-------- Source
Sweden led the way and Swedish designers distinguished themselves by taking the natural landscape as a source of inspiration for the design of parks and gardens. ( xxiv ) Until then, they had been following international trends in garden and landscape architecture, but in the post-war years it turned out this was inadequate to meet the needs of modern society. ( xxv ) They mainly concerned the desire for a pleasant, healthy and green living environment for all Swedes, young and old. As a result, parks were conceived as places for walking, exercising, sunbathing and playing. The idea that the natural landscape had a healing effect on body and mind played a major role.
----------------
-------- Supplied material
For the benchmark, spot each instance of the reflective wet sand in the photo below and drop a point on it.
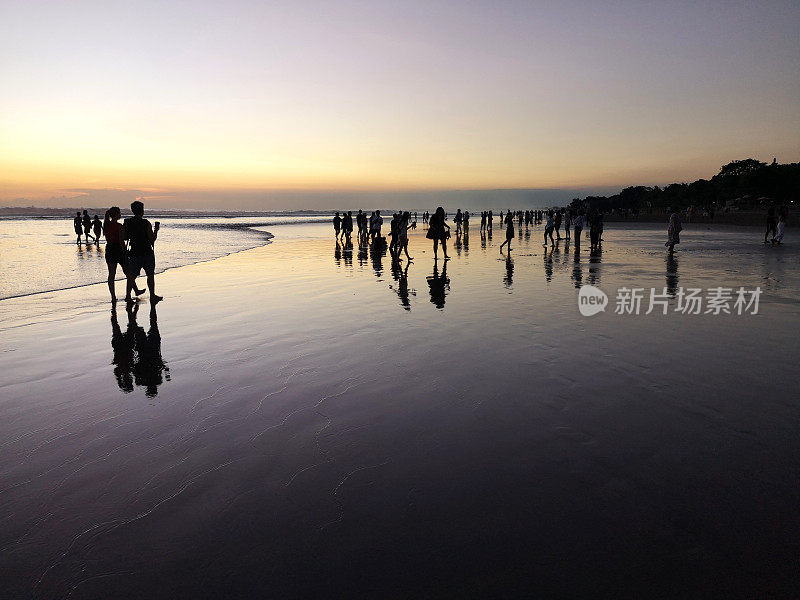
(308, 419)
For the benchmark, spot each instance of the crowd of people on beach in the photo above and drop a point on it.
(130, 244)
(439, 231)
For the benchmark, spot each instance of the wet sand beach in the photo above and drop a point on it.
(303, 419)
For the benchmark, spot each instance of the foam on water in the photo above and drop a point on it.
(40, 254)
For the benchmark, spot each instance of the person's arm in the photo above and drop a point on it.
(152, 233)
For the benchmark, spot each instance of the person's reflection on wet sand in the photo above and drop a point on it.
(377, 251)
(595, 259)
(363, 248)
(439, 285)
(137, 355)
(548, 264)
(577, 269)
(672, 275)
(508, 278)
(400, 275)
(347, 251)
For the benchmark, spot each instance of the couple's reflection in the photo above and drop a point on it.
(137, 355)
(508, 278)
(400, 275)
(439, 285)
(672, 275)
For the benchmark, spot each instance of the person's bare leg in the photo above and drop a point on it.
(129, 285)
(151, 285)
(112, 275)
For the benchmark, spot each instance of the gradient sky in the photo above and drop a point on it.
(230, 100)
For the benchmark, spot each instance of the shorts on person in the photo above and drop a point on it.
(137, 263)
(116, 255)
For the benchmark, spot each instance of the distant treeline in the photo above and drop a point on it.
(739, 185)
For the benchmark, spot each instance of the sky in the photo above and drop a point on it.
(294, 104)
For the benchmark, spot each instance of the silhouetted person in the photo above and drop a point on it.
(781, 231)
(508, 279)
(673, 232)
(115, 250)
(548, 265)
(438, 231)
(375, 223)
(337, 224)
(548, 228)
(509, 231)
(439, 285)
(87, 225)
(142, 236)
(377, 251)
(347, 223)
(97, 228)
(77, 223)
(137, 355)
(771, 223)
(578, 230)
(361, 219)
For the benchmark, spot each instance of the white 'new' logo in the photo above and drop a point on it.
(591, 300)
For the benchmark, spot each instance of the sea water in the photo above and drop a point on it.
(41, 254)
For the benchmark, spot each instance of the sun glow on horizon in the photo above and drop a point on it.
(417, 97)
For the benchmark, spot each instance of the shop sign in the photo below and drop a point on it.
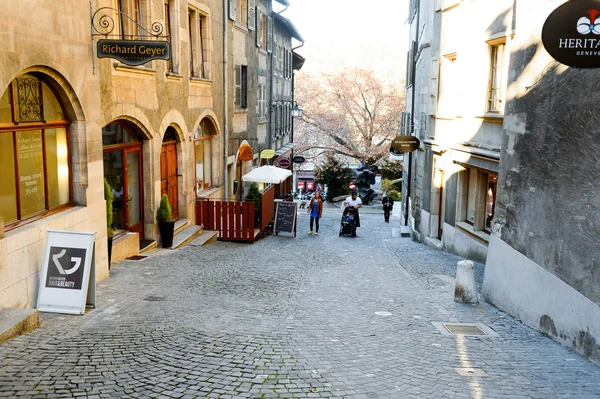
----------------
* _Stated problem 1_
Using the passage on Swedish park design, decide whether each statement agrees with it, answering yes or no and quoting the deciding words: (a) Before the post-war years, Swedish designers followed international trends in garden and landscape architecture. (b) Parks were conceived mainly as places for growing food. (c) The natural landscape was believed to have a healing effect on body and mind.
* _Stated problem 2_
According to the passage on Swedish park design, what did Swedish designers take as a source of inspiration for the design of parks and gardens?
* _Stated problem 3_
Proceed with the passage on Swedish park design, picking up after its final sentence.

* _Output 1_
(a) Yes: "Until then, they had been following international trends in garden and landscape architecture"
(b) No: "parks were conceived as places for walking, exercising, sunbathing and playing."
(c) Yes: "The idea that the natural landscape had a healing effect on body and mind played a major role."

* _Output 2_
The natural landscape.

* _Output 3_
In Stockholm this resulted in parks of exceptional quality, which as a series later became known as the "Stockholm School of Park Design". The municipal parks department - led by urban planner Holger Blom - abandoned the traditional ideas about garden and landscape architecture and introduced elements from the landscape around nearby Lake Mälar. ( xxvi ) A paddling pool was designed like a puddle, with oaks and ash trees on the banks. The lake itself also underwent a metamorphosis. Along the north bank - a stony loading quay at the beginning of the twentieth century - a boulevard was built. The 1.4 kilometer long park lane was designed as a natural bank. A hiking trail winds along rocks, birches and other area-specific trees. Jetties, pavilions and seating areas lure city dwellers.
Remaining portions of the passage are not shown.